Extracted records |
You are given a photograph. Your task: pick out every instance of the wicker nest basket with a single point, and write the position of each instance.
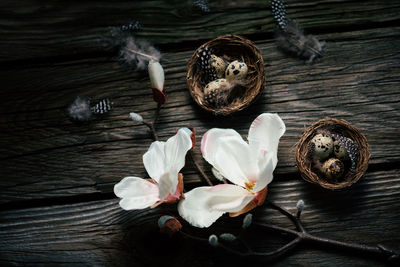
(341, 127)
(229, 47)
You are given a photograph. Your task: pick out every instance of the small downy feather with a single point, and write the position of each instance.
(291, 38)
(80, 110)
(137, 53)
(203, 61)
(102, 107)
(131, 26)
(351, 148)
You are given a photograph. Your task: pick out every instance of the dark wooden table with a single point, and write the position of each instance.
(57, 176)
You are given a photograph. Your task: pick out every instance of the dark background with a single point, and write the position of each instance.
(57, 176)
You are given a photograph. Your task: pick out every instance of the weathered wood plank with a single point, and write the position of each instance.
(45, 155)
(60, 30)
(100, 233)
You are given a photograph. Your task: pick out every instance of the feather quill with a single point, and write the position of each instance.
(137, 53)
(291, 38)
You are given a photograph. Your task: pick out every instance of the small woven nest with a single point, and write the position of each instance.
(229, 47)
(341, 127)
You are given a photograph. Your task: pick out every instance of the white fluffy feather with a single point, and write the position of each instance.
(137, 53)
(80, 109)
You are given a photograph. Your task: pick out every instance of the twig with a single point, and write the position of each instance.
(301, 235)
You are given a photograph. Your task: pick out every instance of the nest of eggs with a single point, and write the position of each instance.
(237, 94)
(332, 153)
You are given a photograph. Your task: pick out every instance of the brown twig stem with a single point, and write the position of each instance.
(302, 236)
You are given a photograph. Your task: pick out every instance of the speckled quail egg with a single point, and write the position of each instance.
(236, 70)
(218, 64)
(333, 168)
(214, 93)
(322, 145)
(215, 85)
(340, 151)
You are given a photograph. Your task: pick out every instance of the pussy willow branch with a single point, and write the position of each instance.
(302, 236)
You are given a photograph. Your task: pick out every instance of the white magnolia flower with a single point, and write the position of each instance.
(249, 166)
(162, 161)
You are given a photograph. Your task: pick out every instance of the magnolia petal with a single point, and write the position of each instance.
(202, 206)
(230, 156)
(175, 151)
(264, 135)
(156, 73)
(265, 175)
(258, 200)
(178, 193)
(136, 193)
(217, 174)
(154, 160)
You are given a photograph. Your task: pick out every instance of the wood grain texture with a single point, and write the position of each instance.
(101, 233)
(74, 28)
(57, 207)
(44, 154)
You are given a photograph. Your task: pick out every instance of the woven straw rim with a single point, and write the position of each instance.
(232, 47)
(341, 127)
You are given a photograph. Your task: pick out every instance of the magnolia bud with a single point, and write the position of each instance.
(169, 225)
(136, 117)
(213, 240)
(300, 205)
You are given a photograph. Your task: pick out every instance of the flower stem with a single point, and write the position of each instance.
(302, 236)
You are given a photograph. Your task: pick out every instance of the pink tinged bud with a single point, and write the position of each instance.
(213, 240)
(169, 225)
(137, 118)
(157, 80)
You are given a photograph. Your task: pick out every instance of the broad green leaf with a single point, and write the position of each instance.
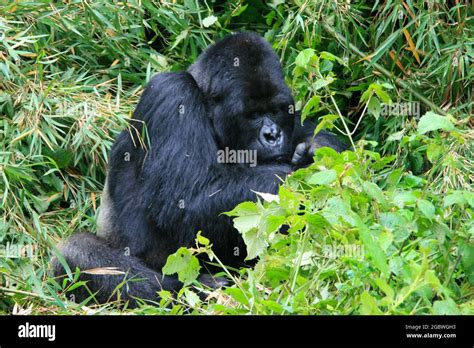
(374, 250)
(304, 57)
(374, 192)
(310, 107)
(256, 243)
(324, 177)
(426, 208)
(446, 307)
(184, 264)
(208, 21)
(368, 304)
(431, 122)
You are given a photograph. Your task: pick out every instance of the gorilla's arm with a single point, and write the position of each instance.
(164, 195)
(306, 143)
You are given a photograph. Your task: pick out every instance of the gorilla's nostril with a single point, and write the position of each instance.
(272, 135)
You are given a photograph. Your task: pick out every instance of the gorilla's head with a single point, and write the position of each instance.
(249, 103)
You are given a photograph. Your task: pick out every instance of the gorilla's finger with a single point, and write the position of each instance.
(299, 153)
(213, 282)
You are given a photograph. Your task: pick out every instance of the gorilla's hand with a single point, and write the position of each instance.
(304, 151)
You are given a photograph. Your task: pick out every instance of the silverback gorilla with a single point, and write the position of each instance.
(165, 183)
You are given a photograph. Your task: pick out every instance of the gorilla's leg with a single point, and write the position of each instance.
(90, 253)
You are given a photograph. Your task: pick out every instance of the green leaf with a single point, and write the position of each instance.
(434, 151)
(374, 192)
(304, 57)
(256, 243)
(185, 264)
(374, 107)
(446, 307)
(324, 177)
(368, 304)
(237, 294)
(426, 208)
(331, 57)
(374, 250)
(202, 240)
(208, 21)
(310, 107)
(431, 122)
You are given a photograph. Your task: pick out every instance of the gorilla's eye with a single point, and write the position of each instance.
(216, 98)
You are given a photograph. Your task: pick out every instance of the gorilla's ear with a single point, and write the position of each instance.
(201, 77)
(171, 99)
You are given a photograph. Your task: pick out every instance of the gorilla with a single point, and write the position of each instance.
(165, 181)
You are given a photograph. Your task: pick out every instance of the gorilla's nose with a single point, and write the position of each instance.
(270, 135)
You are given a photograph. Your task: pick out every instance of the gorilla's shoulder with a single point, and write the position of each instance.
(169, 81)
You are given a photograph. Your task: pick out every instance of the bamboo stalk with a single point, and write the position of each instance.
(399, 82)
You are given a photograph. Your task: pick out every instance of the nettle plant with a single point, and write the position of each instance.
(354, 233)
(361, 238)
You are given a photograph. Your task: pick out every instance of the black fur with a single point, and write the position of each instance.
(164, 182)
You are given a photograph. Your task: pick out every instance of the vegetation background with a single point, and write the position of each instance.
(384, 228)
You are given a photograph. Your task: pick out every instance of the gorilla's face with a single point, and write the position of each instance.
(249, 102)
(263, 125)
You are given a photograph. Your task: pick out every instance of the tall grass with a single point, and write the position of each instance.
(71, 73)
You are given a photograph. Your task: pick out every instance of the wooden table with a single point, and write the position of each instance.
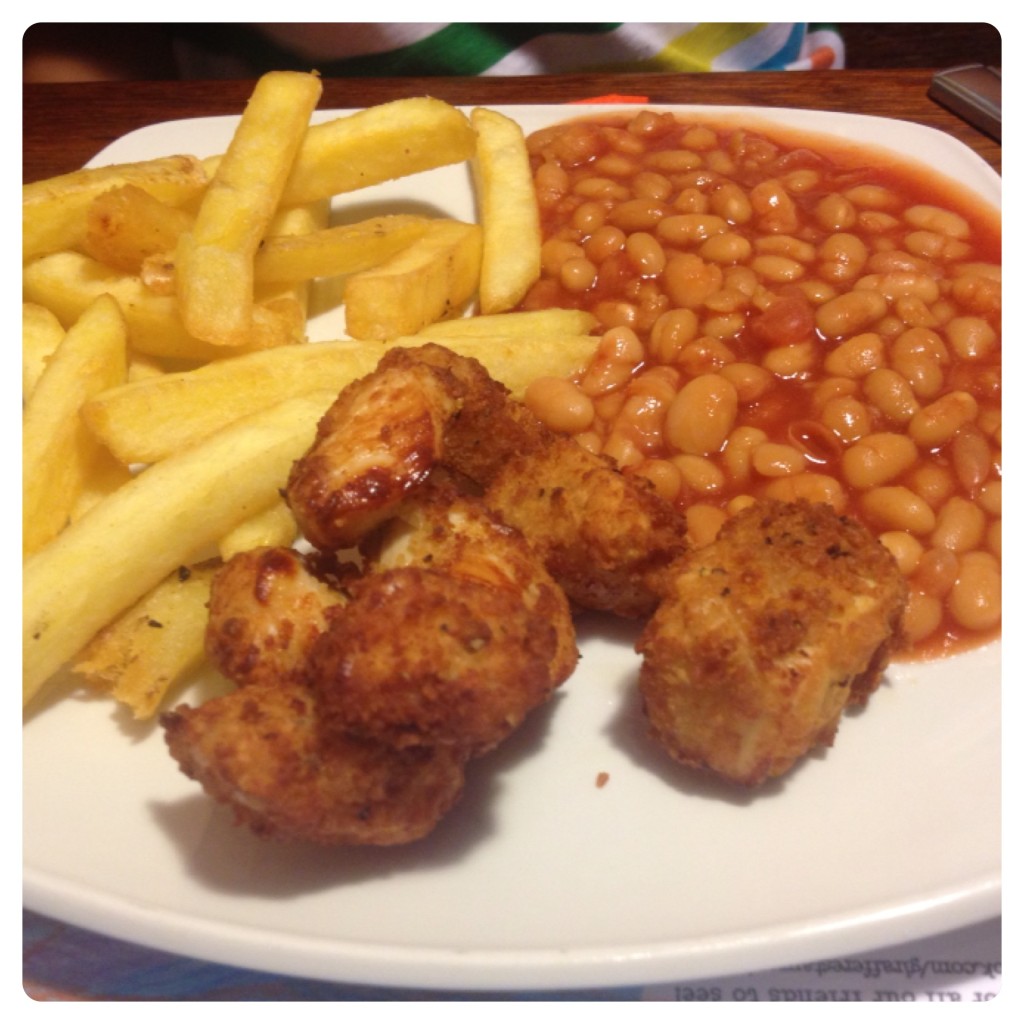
(67, 124)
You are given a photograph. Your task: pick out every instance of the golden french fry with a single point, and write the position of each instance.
(509, 215)
(213, 263)
(528, 323)
(41, 334)
(104, 475)
(168, 515)
(153, 645)
(344, 249)
(380, 143)
(127, 225)
(273, 527)
(53, 211)
(57, 450)
(517, 360)
(148, 420)
(68, 284)
(431, 280)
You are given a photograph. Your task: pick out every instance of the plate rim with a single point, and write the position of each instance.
(960, 906)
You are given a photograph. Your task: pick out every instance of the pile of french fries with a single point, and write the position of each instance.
(168, 381)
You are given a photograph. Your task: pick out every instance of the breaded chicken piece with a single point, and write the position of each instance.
(260, 750)
(462, 537)
(765, 636)
(424, 658)
(604, 537)
(266, 607)
(387, 431)
(379, 440)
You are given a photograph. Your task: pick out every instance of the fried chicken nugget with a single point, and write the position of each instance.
(455, 634)
(462, 537)
(387, 431)
(266, 608)
(422, 657)
(765, 636)
(261, 751)
(606, 538)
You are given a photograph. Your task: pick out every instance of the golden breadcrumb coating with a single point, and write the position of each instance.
(603, 536)
(266, 608)
(260, 751)
(765, 636)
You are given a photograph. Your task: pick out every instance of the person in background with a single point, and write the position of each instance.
(354, 49)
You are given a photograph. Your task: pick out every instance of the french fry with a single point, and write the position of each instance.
(333, 251)
(517, 360)
(213, 264)
(509, 215)
(127, 225)
(53, 211)
(309, 218)
(41, 333)
(68, 283)
(431, 280)
(57, 450)
(104, 475)
(153, 645)
(273, 527)
(148, 420)
(169, 515)
(380, 143)
(528, 323)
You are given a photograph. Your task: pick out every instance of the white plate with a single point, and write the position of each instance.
(540, 879)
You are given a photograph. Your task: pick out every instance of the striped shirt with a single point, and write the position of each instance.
(354, 49)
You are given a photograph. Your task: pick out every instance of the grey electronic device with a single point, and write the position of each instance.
(973, 92)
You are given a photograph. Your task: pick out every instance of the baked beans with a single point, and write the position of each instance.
(781, 323)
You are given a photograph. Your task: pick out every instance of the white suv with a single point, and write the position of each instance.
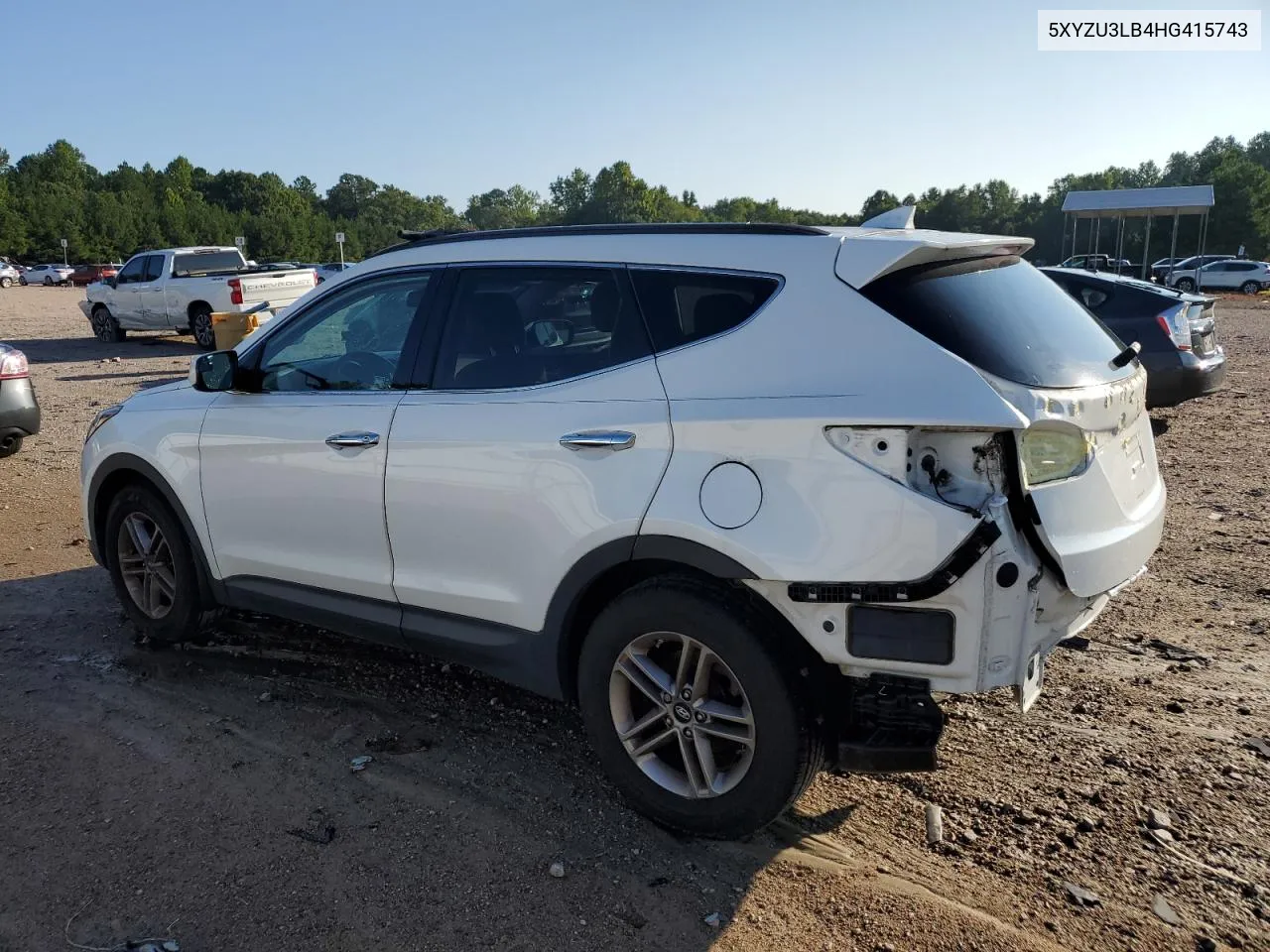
(747, 494)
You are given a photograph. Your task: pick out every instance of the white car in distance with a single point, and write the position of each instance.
(1232, 275)
(48, 275)
(180, 289)
(747, 494)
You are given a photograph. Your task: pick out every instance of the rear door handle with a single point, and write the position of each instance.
(598, 439)
(353, 439)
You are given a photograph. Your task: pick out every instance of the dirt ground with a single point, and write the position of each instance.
(204, 794)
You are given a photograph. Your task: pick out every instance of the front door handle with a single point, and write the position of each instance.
(353, 439)
(598, 439)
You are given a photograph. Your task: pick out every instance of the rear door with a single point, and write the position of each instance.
(541, 434)
(150, 291)
(125, 299)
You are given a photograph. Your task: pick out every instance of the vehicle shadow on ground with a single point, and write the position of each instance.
(89, 348)
(502, 782)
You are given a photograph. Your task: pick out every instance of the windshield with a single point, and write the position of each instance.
(1005, 317)
(206, 262)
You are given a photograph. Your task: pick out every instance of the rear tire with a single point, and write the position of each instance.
(105, 327)
(200, 325)
(747, 692)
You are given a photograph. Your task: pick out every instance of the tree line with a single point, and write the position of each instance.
(108, 216)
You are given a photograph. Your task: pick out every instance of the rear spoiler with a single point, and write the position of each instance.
(873, 250)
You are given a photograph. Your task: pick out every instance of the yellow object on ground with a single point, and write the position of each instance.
(231, 327)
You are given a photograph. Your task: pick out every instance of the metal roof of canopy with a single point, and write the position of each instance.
(1139, 202)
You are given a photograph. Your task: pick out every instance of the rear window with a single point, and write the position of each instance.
(204, 263)
(1005, 317)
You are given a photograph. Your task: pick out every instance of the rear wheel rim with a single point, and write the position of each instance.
(203, 333)
(681, 715)
(146, 565)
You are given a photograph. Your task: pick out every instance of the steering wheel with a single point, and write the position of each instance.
(363, 367)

Your assignment |
Every line from the one containing "of the steering" to the final line of the listing above should be set down exactly, with nothing added.

Written solution |
You are given a photograph. Your task: pick out every instance of the steering wheel with a single point, and write the position of each instance.
(363, 367)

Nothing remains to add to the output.